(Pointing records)
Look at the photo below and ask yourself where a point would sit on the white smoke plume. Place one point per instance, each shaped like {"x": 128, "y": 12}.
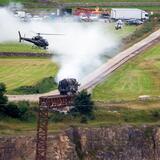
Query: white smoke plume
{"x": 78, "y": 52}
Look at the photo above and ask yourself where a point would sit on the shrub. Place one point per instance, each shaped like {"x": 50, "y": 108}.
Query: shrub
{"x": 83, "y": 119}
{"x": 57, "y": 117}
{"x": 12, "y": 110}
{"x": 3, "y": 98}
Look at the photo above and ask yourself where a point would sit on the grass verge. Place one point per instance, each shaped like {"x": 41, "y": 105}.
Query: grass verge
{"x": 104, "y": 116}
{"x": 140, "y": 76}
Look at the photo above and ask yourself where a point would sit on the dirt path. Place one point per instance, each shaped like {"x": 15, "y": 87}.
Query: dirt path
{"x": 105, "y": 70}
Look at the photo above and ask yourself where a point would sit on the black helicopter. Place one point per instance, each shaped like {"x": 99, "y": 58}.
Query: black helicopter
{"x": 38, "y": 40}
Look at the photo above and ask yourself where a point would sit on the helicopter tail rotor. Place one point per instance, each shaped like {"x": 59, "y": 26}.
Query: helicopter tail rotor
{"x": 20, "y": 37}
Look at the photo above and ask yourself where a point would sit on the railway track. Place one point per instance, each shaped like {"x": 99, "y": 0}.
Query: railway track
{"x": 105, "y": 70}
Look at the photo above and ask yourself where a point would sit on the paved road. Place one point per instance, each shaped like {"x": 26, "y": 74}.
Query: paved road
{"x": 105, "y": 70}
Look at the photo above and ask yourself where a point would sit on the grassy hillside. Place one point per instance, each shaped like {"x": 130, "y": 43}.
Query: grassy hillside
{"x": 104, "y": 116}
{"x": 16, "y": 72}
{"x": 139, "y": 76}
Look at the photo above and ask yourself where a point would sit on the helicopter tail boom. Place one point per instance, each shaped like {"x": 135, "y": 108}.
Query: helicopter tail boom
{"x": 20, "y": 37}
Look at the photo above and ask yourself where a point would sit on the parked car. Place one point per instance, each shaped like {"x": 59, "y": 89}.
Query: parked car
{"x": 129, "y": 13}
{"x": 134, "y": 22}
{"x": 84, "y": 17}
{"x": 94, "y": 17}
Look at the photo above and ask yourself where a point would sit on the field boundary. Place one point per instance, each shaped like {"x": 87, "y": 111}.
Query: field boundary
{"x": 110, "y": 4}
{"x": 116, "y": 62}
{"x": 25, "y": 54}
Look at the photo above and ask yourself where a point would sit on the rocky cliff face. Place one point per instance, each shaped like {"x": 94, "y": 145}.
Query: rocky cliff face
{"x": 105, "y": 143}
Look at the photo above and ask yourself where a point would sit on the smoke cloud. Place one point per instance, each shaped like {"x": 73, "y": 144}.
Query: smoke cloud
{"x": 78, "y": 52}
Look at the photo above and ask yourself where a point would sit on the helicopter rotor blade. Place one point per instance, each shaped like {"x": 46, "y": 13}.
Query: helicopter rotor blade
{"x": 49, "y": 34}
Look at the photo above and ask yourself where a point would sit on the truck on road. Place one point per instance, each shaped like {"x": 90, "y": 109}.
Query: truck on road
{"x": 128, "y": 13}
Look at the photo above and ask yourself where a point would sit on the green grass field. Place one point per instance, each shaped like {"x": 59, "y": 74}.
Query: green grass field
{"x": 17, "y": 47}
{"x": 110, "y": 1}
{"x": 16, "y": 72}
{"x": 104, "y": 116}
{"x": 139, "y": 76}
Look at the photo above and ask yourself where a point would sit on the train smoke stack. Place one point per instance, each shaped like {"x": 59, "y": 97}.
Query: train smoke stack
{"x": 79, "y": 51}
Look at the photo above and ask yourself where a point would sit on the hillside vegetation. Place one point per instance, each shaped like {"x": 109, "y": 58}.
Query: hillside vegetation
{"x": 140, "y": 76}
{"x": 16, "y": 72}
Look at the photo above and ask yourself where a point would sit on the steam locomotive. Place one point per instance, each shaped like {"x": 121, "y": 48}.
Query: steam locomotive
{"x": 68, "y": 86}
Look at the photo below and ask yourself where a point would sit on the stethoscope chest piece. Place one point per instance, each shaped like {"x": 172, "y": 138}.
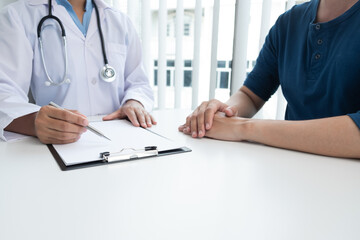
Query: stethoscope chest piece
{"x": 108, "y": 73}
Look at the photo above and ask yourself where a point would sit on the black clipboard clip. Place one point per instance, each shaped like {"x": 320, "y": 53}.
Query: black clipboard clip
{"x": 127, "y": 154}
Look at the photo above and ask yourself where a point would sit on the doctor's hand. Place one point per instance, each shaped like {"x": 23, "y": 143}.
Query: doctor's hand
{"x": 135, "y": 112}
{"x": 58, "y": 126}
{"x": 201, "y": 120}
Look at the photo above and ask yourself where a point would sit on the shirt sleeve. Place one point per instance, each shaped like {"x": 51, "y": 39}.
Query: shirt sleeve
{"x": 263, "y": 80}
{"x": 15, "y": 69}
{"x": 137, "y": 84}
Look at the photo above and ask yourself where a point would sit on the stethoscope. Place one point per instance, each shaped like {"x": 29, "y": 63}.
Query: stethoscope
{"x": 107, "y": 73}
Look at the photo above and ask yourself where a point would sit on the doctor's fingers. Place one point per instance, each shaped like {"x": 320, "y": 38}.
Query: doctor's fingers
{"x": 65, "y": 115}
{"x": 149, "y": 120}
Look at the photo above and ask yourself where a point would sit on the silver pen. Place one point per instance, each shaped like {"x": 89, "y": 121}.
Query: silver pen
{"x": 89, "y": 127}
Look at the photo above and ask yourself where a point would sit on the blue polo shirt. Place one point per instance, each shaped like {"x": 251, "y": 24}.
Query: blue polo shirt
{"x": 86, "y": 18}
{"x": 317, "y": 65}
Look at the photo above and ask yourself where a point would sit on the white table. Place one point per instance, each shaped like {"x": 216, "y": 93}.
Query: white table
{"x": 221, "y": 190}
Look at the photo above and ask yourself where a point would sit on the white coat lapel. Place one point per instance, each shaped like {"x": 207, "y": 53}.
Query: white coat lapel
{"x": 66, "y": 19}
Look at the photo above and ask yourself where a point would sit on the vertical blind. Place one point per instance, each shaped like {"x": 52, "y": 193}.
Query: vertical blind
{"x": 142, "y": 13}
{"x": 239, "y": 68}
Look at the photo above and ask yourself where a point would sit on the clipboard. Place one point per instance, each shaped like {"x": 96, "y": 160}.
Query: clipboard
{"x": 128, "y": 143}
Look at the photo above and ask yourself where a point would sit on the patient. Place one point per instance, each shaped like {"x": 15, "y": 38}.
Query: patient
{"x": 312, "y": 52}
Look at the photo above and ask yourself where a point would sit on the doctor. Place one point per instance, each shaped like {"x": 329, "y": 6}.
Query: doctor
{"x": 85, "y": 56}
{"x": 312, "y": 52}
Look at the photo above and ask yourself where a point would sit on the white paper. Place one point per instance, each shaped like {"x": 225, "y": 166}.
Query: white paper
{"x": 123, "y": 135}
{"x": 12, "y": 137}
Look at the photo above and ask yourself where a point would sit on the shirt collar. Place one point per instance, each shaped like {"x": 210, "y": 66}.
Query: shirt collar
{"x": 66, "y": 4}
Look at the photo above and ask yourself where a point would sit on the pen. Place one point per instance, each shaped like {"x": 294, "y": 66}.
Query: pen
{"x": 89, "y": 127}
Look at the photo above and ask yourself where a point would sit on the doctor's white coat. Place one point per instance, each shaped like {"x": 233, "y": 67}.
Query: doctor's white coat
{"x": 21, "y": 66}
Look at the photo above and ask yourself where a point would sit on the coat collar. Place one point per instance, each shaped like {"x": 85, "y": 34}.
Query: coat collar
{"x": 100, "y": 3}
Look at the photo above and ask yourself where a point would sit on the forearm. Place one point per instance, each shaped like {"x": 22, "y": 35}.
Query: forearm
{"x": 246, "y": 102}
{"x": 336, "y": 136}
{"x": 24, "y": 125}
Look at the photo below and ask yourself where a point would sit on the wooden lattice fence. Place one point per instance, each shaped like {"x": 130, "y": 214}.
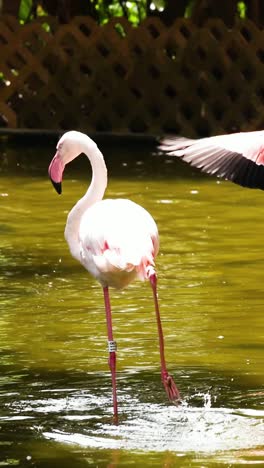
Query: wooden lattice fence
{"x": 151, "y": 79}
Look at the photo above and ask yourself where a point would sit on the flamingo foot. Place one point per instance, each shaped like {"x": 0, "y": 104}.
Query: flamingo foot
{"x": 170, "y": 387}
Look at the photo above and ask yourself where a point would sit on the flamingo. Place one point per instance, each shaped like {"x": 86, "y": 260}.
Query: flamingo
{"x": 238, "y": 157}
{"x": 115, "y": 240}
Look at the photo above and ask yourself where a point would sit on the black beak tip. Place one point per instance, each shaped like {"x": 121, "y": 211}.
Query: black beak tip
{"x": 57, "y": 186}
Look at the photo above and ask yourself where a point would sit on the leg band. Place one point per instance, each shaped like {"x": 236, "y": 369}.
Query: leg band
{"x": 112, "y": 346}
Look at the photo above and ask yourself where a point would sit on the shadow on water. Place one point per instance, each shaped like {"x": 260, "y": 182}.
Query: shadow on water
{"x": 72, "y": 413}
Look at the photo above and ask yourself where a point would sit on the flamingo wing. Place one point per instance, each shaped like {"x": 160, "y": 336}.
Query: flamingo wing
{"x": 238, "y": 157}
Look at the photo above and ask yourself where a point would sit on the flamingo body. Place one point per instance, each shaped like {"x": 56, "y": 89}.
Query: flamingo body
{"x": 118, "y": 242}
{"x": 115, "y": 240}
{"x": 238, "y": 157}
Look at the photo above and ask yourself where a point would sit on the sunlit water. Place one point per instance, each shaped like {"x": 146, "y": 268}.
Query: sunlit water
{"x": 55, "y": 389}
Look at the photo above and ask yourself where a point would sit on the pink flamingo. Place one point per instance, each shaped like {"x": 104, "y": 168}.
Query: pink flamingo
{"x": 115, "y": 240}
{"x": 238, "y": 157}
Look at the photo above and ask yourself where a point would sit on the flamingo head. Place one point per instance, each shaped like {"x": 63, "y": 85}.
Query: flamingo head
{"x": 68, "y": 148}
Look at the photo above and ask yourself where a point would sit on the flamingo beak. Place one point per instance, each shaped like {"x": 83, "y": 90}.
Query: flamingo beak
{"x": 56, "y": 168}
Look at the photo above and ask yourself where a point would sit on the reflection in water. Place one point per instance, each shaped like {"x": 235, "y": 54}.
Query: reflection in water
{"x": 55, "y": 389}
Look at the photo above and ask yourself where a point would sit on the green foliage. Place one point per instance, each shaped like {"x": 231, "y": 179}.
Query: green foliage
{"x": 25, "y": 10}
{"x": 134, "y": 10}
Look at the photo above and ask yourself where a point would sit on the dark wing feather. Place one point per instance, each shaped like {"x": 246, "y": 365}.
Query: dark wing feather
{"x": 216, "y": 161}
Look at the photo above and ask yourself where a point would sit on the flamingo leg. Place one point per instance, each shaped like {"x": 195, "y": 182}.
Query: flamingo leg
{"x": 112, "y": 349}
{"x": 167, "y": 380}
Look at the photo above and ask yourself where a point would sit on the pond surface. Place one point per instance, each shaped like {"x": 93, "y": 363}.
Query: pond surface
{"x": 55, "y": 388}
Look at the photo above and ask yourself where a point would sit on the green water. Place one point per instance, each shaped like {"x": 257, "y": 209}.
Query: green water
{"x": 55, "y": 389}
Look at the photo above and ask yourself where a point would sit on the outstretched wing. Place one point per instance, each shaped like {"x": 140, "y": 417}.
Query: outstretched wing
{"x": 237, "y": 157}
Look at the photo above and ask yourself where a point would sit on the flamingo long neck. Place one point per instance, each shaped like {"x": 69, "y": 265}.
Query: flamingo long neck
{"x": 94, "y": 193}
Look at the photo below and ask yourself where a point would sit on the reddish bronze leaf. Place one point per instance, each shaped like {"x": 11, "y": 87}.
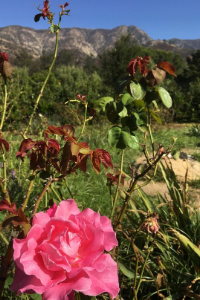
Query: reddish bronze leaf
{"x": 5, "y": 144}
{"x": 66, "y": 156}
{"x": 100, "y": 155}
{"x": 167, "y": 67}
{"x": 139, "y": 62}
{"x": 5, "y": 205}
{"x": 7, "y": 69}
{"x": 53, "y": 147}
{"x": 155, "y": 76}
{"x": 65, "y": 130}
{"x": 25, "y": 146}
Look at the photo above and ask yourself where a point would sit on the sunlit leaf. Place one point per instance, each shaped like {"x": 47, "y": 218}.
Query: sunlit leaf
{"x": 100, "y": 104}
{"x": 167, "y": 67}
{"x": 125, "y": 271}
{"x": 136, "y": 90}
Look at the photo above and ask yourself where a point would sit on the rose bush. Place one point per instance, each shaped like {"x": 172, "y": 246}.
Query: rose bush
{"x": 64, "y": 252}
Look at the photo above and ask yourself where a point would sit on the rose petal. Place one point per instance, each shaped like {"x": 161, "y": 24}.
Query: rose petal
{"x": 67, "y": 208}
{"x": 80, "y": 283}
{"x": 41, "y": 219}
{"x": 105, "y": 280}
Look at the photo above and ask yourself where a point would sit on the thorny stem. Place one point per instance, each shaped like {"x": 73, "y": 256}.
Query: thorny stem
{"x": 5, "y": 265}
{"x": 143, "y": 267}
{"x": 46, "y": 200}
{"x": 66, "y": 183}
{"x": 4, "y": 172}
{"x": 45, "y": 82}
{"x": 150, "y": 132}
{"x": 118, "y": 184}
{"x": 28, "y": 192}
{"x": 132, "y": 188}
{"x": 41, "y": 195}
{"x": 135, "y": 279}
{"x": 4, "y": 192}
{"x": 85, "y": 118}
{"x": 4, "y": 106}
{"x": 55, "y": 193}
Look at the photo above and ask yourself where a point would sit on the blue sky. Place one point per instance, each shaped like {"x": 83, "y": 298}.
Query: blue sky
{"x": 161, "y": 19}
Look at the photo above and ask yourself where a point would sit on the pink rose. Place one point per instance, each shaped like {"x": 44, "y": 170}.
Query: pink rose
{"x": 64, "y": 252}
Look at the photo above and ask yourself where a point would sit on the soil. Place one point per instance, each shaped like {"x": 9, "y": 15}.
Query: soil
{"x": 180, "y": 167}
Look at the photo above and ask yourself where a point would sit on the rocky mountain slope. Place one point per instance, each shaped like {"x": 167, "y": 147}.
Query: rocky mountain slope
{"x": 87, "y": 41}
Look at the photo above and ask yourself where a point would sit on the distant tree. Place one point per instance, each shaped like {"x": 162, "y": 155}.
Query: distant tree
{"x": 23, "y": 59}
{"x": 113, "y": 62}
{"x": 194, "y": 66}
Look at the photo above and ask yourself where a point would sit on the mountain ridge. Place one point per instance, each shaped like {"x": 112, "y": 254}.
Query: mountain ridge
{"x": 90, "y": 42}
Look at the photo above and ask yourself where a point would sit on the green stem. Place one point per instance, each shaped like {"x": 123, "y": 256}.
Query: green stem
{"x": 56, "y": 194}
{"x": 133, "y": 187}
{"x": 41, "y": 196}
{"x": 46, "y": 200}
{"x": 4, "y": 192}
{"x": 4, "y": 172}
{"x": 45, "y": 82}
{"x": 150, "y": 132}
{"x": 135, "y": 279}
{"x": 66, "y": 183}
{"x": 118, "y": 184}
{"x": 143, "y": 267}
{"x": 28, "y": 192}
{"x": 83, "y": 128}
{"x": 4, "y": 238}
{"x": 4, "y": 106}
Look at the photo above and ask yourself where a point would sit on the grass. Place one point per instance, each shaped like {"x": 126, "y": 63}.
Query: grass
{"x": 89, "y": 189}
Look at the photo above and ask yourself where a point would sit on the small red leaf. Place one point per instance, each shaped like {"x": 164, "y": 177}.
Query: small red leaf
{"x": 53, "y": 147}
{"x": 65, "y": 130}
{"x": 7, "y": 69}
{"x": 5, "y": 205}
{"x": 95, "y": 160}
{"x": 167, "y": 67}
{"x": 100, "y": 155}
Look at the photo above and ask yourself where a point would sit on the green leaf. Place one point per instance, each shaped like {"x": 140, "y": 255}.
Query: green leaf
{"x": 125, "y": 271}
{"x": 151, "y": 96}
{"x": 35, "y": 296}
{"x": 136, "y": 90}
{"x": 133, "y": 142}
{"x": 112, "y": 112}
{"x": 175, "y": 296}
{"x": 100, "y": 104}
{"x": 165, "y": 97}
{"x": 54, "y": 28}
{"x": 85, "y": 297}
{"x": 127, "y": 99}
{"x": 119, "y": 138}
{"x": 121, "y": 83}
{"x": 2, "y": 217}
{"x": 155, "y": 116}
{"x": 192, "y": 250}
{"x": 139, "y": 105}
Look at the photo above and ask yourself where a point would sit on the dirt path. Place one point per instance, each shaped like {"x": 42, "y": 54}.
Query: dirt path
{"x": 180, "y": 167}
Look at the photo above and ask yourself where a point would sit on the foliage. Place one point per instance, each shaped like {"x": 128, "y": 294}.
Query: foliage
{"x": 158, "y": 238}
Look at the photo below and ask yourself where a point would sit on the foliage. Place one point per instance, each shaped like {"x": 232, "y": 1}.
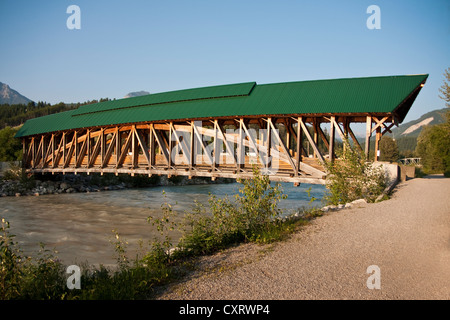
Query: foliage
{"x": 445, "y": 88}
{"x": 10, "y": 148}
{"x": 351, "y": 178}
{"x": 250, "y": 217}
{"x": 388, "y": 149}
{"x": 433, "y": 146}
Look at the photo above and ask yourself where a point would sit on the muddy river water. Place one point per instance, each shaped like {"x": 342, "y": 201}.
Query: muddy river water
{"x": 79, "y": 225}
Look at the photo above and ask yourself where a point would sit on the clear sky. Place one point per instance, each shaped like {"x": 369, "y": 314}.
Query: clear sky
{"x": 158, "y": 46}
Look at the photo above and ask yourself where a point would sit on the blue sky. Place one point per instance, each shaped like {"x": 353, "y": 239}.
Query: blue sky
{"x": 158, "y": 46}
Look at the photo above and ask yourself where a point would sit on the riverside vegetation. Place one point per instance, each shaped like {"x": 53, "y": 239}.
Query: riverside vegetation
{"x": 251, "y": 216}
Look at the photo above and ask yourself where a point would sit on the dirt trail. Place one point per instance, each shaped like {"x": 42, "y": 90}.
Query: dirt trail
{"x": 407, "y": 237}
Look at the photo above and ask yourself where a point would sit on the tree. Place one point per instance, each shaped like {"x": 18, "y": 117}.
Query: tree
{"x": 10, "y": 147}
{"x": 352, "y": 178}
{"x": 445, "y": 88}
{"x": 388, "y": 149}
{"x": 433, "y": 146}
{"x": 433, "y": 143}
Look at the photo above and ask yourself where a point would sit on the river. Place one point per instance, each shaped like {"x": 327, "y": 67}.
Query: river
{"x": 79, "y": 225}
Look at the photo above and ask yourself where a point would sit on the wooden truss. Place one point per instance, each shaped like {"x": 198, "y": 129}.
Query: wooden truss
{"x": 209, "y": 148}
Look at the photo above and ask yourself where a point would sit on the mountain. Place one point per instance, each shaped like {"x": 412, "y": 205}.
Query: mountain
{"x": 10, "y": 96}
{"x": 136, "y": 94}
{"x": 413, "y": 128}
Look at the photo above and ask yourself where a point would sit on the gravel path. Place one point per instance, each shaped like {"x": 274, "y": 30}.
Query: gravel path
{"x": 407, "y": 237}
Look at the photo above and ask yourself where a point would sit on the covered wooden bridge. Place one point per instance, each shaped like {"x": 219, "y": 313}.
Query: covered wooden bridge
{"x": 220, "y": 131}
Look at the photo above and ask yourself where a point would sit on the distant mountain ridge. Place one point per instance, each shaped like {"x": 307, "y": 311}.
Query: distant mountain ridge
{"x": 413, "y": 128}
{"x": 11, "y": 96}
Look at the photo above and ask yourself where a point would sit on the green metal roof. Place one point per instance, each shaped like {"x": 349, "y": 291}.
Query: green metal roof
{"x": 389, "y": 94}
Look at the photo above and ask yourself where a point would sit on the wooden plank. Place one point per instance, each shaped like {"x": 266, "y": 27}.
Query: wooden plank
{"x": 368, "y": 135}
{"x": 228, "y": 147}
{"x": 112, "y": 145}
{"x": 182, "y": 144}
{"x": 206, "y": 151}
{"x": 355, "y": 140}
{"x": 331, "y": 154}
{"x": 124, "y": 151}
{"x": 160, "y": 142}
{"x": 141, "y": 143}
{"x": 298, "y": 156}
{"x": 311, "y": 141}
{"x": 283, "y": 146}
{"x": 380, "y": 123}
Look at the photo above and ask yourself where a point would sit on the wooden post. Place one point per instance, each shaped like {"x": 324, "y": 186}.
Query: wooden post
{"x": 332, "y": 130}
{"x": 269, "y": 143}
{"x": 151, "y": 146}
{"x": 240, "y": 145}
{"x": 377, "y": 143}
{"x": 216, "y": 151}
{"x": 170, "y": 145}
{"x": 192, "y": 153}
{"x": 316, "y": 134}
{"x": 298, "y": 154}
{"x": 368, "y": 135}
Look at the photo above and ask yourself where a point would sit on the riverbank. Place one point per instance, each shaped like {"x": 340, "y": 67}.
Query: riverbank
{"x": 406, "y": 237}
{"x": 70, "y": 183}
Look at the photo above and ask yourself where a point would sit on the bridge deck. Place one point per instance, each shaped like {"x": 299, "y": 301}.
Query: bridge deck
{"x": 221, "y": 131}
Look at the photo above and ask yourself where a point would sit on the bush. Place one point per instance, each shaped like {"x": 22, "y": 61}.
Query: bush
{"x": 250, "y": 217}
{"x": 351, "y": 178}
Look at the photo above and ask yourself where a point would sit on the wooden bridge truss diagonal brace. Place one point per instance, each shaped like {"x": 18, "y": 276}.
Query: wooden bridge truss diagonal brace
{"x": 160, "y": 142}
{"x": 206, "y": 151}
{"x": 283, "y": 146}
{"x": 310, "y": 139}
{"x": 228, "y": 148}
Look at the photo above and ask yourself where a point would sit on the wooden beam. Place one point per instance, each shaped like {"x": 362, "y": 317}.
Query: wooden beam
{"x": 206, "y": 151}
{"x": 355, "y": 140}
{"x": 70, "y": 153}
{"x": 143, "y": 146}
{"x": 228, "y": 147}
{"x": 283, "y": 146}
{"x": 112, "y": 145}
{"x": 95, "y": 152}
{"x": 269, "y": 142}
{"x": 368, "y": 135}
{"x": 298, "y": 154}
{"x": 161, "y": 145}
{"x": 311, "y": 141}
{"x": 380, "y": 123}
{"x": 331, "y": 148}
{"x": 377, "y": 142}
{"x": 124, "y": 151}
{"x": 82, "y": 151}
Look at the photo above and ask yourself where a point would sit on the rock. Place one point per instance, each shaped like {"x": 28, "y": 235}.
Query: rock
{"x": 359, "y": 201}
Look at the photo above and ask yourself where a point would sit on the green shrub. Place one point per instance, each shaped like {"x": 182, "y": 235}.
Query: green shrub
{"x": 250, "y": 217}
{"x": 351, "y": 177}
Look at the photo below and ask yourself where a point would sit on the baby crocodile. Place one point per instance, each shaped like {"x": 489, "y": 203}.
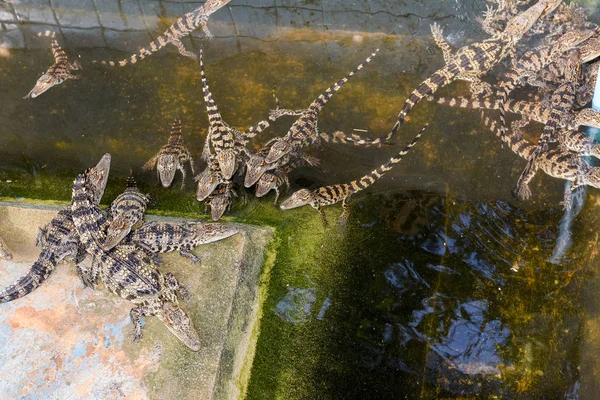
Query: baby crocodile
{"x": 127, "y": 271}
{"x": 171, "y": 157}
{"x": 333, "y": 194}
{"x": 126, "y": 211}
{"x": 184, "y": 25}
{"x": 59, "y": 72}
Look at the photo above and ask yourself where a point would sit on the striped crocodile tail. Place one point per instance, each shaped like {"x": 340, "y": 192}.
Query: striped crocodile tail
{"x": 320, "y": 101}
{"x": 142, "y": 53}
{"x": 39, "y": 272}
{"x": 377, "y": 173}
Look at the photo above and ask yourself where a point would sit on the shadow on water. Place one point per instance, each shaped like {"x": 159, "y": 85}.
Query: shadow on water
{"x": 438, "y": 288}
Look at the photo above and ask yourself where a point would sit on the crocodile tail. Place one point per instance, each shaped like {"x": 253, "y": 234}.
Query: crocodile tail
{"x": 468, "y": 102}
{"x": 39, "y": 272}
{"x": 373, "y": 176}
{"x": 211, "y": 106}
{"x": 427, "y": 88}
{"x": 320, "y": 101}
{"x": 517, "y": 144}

Problem to work on: Your task is to reproduce, exactly and exclusively, the lines from the one holding "on the striped" through the final line of the listing.

Solution to this exercise:
Look at the photo above and ask yourself where a point would sit on the striped crocodile tail. Place one point per instance, each shaped like {"x": 340, "y": 192}.
Query: striped crocodile tail
{"x": 320, "y": 101}
{"x": 142, "y": 53}
{"x": 39, "y": 272}
{"x": 377, "y": 173}
Look at the photo above and ask yourself where a point would sit on the shadow on water. Place one point per instance, each shaped like {"x": 159, "y": 85}.
Query: shadow on water
{"x": 438, "y": 288}
Look at the photo above and ask yourself where a point would sit on the crocodile tail. Place one point per instance, each shaped like {"x": 253, "y": 234}.
Query: crocodile tail
{"x": 468, "y": 102}
{"x": 39, "y": 272}
{"x": 373, "y": 176}
{"x": 211, "y": 106}
{"x": 427, "y": 88}
{"x": 320, "y": 101}
{"x": 517, "y": 144}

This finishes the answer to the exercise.